- Janssens, in the 1980s
- Born: 17 June 1934 Telgte, Germany
- Died: 24 December 1998 (aged 64) Telgte, Germany
- Education: Musikhochschule Köln
- Occupations: Musician; Composer; Academic teacher;
- Organizations: Bad Hersfelder Festspiele; Folkwangschule; Kirchentag; TAKT;
- Awards: Hersfeld-Preis; Peter-Janssens-Weg in Telgte;

= Peter Janssens =

German composer (1934–1998)

Peter Janssens (17 June 1934 – 24 December 1998) was a German musician and composer who wrote and performed incidental music for several theatres, and songs and musicals of the genre Neues Geistliches Lied, a pioneer of Sacropop. He worked at a German theatre in Buenos Aires, set several works by Ernesto Cardenal to music and composed in 1992 a passion music, in memory of 500 years after the European invasion in Latin America.

Information supplied:
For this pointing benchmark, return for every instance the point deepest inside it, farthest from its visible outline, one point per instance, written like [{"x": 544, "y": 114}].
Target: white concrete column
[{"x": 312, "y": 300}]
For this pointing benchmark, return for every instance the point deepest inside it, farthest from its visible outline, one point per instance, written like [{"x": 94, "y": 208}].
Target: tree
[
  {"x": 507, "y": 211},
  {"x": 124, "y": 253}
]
* * *
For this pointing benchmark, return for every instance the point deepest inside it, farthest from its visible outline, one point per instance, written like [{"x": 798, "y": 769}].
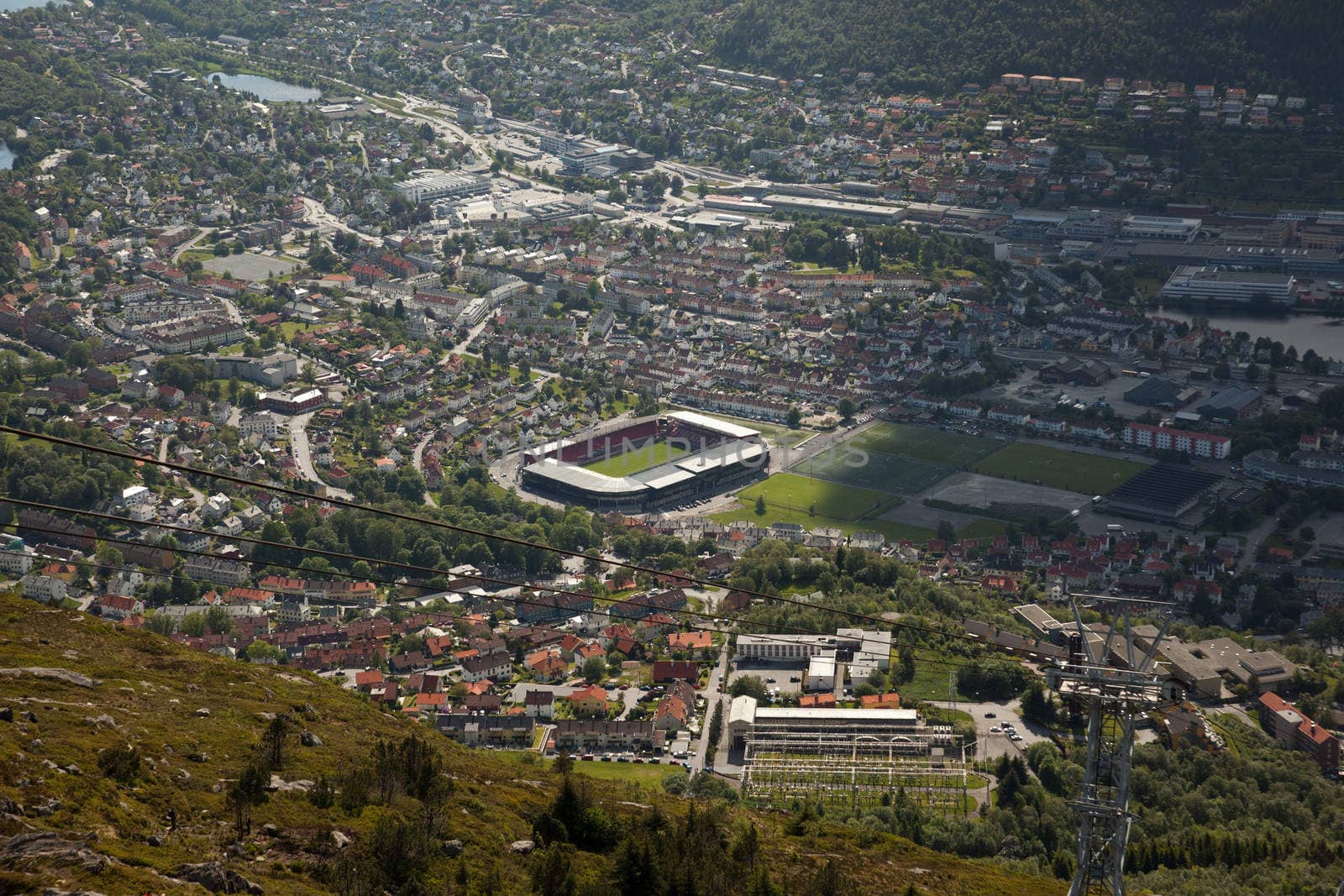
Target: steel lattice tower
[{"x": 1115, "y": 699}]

Exercise requirements:
Pick up the piece about composer Peter Janssens at the top of the page, not the data, and carry it on from its last sentence.

Task output:
== Biography ==
Born in Telgte, Peter Janssens was the last of nine children and grew up in rural surroundings. He attended the gymnasium Paulinum in Münster. Janssens studied musicology, sociology and history at the Musikhochschule Köln, graduating as a music educator in 1958. He continued his studies from 1961 to 1964 at the University of Münster. He worked as répétiteur at the Theater Münster. From 1966, he composed incidental music for the Schauspielhaus Düsseldorf, the Deutsches Theater in Göttingen, Staatstheater Wiesbaden and the Staatstheater Darmstadt, among others. He was active at the Bad Hersfelder Festspiele, both in the direction and in performing his own pieces, In 1964/65, he was director of music, composer, pianist and actor at the Deutsche Kammerspiele in Buenos Aires. From 1966, he lectured on song and chanson at the Folkwangschule.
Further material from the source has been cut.